• What to produce:
Restate the records below word for word, leaving nothing out.
*** Opening Records supplied ***
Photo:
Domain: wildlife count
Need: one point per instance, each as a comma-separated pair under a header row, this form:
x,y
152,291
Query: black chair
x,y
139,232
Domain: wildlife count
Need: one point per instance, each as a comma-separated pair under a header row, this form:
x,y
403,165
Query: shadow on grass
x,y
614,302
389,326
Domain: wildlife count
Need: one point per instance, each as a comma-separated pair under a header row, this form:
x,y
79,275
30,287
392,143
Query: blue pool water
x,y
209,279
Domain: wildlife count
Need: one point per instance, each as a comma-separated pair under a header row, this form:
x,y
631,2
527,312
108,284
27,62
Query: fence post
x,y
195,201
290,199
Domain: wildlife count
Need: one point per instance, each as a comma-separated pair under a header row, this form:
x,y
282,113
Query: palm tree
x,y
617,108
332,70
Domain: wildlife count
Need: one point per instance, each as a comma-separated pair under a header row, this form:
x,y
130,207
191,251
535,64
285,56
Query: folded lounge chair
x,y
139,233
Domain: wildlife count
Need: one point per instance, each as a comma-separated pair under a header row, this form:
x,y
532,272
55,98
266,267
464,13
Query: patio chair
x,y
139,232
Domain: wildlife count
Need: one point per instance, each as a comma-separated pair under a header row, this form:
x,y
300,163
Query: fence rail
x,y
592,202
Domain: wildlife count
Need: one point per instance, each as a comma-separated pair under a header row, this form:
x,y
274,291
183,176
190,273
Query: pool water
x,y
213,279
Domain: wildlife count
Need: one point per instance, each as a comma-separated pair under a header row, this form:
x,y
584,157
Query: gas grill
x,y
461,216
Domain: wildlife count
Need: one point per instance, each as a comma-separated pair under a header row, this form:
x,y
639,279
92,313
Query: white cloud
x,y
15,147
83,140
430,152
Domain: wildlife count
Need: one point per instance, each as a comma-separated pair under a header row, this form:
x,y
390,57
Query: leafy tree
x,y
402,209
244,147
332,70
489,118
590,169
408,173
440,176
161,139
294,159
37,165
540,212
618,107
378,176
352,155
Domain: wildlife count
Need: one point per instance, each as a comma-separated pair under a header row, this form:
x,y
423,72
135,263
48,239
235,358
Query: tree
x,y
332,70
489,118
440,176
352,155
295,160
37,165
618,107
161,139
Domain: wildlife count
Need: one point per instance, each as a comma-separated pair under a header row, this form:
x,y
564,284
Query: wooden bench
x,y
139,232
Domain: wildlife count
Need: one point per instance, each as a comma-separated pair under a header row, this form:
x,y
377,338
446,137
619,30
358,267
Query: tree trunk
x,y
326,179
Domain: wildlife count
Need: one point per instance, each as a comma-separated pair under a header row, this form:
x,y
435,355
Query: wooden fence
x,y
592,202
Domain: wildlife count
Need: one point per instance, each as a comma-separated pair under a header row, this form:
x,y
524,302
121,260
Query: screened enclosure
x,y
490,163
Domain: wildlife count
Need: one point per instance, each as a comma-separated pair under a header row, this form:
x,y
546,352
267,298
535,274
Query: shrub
*** Closing Records supplied ***
• Problem solution:
Photo:
Domain: wildlife count
Need: one point per instance, each as a comma-separated pair under a header row, this form:
x,y
152,291
Query: black chair
x,y
139,232
Domain: wildlife count
Need: one point per instance, each as a comma-separated pair under a header row, this form:
x,y
403,165
Query: shadow on grass
x,y
614,302
389,326
Domain: wildlife count
Need: one point per instance, each as a comma-separated pair under a header row, this form:
x,y
79,275
30,287
392,143
Query: blue pool water
x,y
209,279
Domain: wildlife count
Need: one point per instance, each as a comma-separated pair under a header row, this form:
x,y
631,2
527,312
108,284
27,62
Query: fence post
x,y
195,201
290,199
Domain: wildlife count
Need: one point per instance, each as a comma-separated pair under a header row, this form:
x,y
282,113
Query: palm tree
x,y
617,108
332,70
Domain: wildlife count
Need: one point per instance, each as a comma-separated pair under a header row, this form:
x,y
130,207
191,251
535,64
285,56
Query: folded lounge chair
x,y
139,233
Domain: wildlife count
Need: one point per instance, each as a comma-separated pair under a header row, this form:
x,y
532,272
55,98
266,267
464,13
Query: patio chair
x,y
139,232
Domain: wildlife count
Need: one point per instance, each as a comma-separated pair under a header row, this form:
x,y
300,163
Query: fence rail
x,y
592,202
Domain: wildlife count
Need: one point per instance, each as a comma-separated pair under a header row, this form:
x,y
274,291
183,176
190,273
Query: pool water
x,y
213,279
Domain: wildlife count
Need: one point per instance, each as a comma-separated pair under a header row, this form:
x,y
584,157
Query: gas grill
x,y
461,216
Domain: wildlife count
Need: one point per instance, each as a comma-separated pair under a header row, this form:
x,y
639,279
92,313
Query: white cloud
x,y
15,147
83,140
430,152
Domain: wildlife count
Need: one point per instance, each as a comma-separated pair under a header row, this form:
x,y
390,57
Query: leafy tree
x,y
402,209
244,147
332,70
489,118
590,169
408,173
440,176
161,139
294,159
37,165
540,212
618,107
378,176
352,155
Domain: wildlife count
Need: one point per instance, each as a comma-separated pair under a header row, this form:
x,y
423,72
135,263
48,239
235,358
Query: tree
x,y
332,70
489,118
440,176
352,155
295,160
37,165
618,107
161,139
Domain: wildlife count
Need: one point per instance, each as a comma-separated pair under a header row, this form:
x,y
564,284
Query: wooden bench
x,y
139,232
Domain: wildlife count
Need: one point per instance, each as a comma-separated pair under a header row, this form:
x,y
377,338
446,137
619,30
358,267
Query: tree trunk
x,y
326,179
Domain: wildlife count
Need: one point per instance, each as a comma-separated pair under a header row, this form:
x,y
435,355
Query: wooden fence
x,y
592,202
Domain: wildlife count
Need: one point per instance, each as a comma-separated pair under a header row, this form:
x,y
524,302
121,260
Query: screened enclosure
x,y
490,163
Domain: wildlife count
Need: one point per instance, each as a comma-separated pair under a header row, this form:
x,y
546,352
267,298
535,274
Query: shrub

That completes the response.